Region pointing data:
———

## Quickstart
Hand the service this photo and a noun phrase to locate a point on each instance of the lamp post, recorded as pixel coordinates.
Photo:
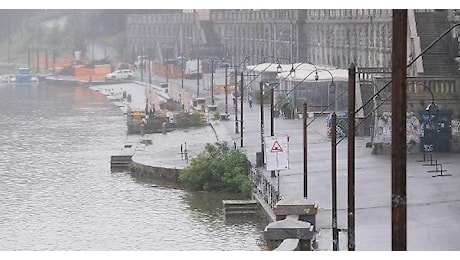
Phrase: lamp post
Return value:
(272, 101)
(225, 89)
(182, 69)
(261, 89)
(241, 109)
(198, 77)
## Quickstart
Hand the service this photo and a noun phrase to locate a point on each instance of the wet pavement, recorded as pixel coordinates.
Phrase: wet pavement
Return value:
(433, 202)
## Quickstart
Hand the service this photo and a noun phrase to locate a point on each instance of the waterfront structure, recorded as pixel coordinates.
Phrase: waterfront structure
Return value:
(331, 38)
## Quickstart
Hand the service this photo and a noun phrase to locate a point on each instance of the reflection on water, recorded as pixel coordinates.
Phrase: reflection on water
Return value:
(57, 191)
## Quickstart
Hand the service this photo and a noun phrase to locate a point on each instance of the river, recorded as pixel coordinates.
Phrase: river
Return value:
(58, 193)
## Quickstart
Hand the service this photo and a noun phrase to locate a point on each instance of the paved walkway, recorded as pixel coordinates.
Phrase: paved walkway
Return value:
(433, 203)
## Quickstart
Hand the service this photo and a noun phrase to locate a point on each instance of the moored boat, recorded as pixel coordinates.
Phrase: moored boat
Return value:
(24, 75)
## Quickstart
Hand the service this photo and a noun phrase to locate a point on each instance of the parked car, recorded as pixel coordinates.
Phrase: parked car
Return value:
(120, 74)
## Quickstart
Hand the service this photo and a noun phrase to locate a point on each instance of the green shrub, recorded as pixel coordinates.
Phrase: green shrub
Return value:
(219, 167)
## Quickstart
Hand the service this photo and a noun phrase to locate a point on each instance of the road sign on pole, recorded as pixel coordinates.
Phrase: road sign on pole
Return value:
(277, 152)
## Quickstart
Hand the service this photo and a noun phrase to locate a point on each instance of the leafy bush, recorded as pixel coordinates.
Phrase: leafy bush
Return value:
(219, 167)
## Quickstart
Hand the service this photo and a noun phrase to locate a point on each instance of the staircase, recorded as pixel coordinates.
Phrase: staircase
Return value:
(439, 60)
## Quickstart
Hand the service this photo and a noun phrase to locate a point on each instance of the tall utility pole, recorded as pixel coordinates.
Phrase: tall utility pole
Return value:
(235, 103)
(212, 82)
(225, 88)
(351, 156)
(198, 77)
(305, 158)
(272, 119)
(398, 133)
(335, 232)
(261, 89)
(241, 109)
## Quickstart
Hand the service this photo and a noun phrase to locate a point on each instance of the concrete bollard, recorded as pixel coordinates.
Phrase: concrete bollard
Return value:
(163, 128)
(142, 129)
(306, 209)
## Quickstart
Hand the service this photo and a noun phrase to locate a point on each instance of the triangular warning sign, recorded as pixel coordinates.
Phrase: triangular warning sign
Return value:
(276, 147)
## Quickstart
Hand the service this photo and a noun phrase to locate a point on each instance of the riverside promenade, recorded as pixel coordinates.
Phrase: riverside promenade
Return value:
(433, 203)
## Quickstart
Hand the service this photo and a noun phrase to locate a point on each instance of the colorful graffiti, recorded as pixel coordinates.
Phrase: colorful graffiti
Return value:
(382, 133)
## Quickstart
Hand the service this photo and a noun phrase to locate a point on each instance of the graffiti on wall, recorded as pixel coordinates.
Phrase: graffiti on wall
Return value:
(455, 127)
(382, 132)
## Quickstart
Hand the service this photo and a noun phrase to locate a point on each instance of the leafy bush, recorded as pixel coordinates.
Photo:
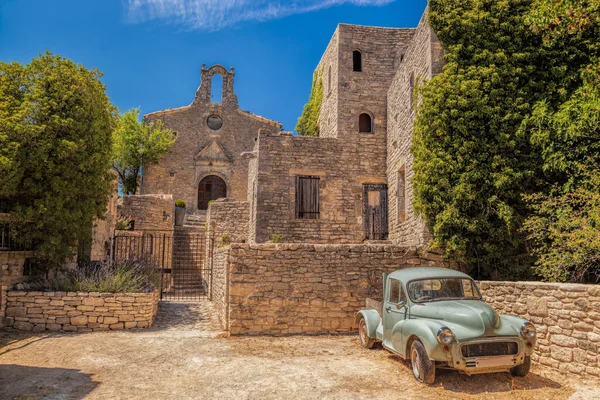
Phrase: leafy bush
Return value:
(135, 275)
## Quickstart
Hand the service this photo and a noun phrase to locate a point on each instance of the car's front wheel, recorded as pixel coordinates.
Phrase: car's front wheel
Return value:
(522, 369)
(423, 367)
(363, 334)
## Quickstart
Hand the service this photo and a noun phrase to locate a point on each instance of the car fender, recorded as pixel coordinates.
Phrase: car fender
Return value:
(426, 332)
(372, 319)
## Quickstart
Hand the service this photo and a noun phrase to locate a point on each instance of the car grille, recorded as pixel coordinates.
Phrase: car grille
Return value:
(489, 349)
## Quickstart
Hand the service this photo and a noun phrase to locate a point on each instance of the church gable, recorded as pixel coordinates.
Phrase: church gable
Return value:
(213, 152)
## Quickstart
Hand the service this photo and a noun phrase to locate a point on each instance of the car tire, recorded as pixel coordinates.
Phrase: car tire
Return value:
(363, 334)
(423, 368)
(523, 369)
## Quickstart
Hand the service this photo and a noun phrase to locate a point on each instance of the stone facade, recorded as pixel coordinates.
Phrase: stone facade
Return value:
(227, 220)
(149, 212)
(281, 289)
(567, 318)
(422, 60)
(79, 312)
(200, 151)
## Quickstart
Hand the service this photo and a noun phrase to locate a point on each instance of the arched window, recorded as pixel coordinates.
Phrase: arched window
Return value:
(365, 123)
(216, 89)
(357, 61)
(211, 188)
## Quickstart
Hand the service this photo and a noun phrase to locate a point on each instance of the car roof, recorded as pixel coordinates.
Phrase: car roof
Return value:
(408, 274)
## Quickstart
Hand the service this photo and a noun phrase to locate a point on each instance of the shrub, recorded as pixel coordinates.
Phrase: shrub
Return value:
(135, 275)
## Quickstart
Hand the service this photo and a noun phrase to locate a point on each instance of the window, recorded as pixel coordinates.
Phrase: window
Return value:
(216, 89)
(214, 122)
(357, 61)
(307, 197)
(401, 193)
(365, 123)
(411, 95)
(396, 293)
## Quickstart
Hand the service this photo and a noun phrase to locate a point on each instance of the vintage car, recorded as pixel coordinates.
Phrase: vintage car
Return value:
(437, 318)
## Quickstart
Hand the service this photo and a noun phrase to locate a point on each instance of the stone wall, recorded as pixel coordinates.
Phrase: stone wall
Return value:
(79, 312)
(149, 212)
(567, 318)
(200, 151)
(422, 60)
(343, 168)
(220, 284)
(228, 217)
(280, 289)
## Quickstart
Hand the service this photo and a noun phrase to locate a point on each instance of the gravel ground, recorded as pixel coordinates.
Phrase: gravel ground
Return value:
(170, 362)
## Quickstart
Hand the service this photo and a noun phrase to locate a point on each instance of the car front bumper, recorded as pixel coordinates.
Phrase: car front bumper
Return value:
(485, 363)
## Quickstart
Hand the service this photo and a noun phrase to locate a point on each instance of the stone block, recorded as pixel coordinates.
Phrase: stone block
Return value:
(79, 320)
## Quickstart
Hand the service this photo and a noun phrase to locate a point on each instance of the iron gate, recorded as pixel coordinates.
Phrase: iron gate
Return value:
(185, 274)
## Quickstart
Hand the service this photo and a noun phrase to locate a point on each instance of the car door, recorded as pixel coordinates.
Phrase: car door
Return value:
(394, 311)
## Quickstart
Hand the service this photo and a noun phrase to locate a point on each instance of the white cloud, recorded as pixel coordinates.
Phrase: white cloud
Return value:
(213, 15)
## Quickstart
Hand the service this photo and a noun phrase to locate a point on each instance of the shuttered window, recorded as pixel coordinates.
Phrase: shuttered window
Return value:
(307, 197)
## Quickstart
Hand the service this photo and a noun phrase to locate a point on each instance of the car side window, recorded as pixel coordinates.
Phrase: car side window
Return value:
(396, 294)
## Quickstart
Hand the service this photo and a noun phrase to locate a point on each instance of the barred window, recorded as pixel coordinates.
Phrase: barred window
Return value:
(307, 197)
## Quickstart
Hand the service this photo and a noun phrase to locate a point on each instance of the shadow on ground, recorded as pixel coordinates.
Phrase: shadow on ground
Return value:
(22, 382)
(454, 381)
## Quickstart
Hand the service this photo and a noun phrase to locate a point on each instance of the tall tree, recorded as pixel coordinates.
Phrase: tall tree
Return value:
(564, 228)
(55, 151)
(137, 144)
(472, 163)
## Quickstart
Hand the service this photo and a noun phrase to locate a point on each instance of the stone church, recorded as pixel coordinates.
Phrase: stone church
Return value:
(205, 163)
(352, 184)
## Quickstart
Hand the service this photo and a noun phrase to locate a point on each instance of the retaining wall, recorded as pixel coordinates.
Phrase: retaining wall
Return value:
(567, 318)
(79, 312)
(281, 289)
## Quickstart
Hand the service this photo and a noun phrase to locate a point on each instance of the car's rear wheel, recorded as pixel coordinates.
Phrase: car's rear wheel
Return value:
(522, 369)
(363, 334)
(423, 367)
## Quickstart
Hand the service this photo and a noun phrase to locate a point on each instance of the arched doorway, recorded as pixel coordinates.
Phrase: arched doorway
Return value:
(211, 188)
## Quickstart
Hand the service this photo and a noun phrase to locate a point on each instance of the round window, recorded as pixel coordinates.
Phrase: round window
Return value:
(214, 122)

———

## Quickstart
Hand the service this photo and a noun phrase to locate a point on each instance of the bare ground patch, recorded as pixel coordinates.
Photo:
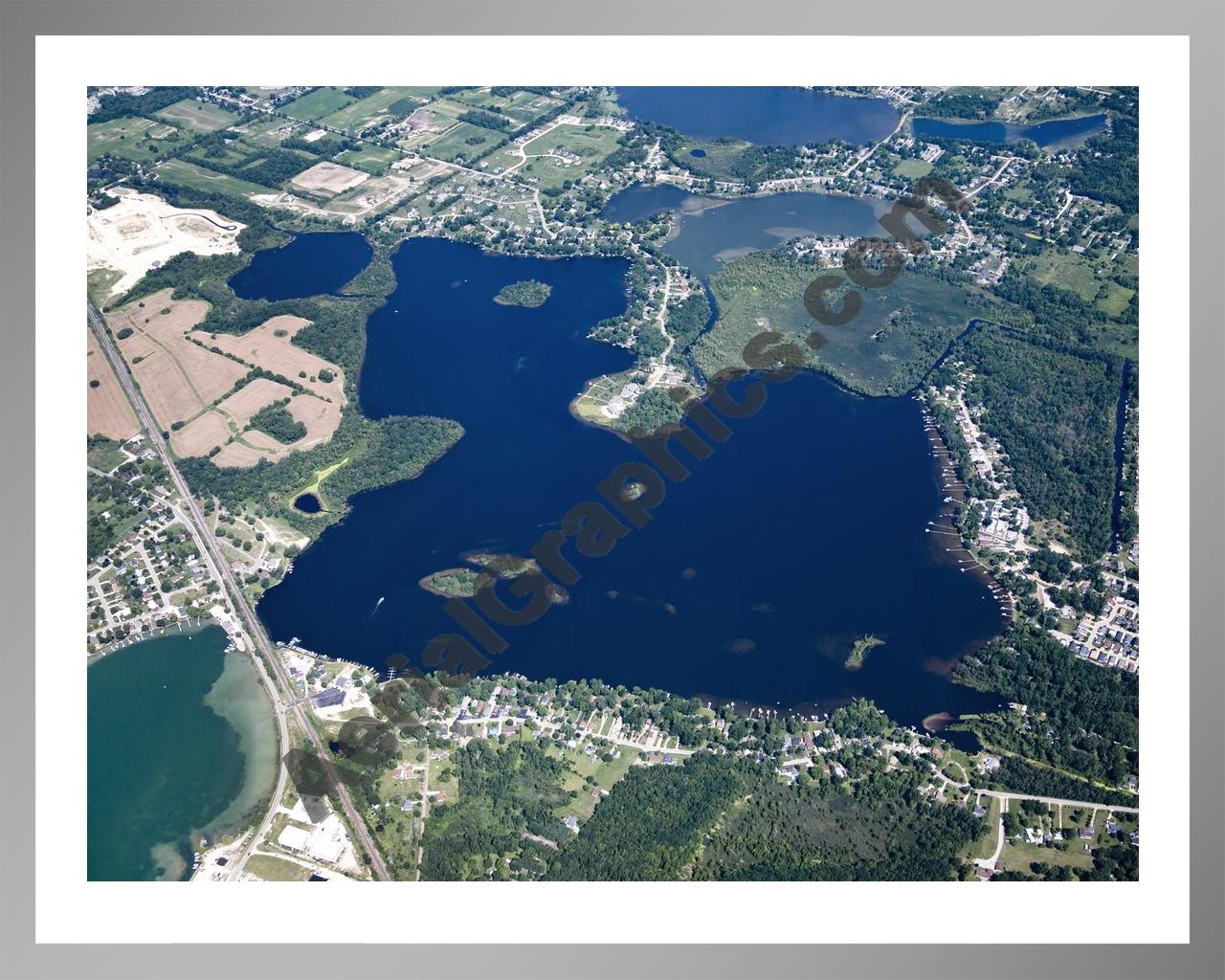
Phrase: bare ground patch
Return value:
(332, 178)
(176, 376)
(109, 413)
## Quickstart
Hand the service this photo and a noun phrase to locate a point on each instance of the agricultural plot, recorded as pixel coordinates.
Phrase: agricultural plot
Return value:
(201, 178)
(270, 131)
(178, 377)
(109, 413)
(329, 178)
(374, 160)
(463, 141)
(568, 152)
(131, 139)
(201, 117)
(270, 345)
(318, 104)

———

- Exercise requirements
From the data above, copy out every line with the string "sign" in it.

- Written reply
Hand the service this photo and a noun phrase to locate a point on each instance of the road sign on pole, recorded as pixel coordinates.
Phrase: road sign on pole
Hand the service this photo and a noun phrase to locate a point on each instance of the triangular warning sign, recorded as pixel coordinates.
Phrase: triangular warning sign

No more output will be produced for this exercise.